**DATASET ENTRIES:**
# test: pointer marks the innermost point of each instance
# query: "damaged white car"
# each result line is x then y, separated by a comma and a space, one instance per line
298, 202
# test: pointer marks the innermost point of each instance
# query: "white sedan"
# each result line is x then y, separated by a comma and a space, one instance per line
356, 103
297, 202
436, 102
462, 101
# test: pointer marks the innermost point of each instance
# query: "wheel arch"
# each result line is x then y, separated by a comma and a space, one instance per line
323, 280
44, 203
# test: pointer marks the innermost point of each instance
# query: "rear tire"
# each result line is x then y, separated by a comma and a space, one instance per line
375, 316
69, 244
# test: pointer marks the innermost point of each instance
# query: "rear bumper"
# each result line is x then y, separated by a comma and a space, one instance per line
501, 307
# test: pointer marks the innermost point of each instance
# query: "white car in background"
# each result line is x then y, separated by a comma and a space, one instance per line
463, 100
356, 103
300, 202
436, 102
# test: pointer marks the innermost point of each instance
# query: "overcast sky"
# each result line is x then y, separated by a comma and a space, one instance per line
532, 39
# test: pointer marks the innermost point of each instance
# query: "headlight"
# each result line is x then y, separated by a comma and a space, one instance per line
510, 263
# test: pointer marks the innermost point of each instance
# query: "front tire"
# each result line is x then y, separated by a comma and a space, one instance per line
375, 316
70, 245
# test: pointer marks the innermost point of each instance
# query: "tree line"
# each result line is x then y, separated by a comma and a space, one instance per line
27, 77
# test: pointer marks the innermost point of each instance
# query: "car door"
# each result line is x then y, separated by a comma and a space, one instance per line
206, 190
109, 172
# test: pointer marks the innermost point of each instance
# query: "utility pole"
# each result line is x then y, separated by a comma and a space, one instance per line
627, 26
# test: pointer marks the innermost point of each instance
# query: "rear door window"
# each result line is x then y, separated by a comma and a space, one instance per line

**AIM OF THE TASK:** From the listing above, filter out and copy every line containing the word "white", matching case exactly.

**ANSWER FOR THIS EXERCISE:**
# query: "damaged white car"
# query: "white sedan"
# query: "white car in background"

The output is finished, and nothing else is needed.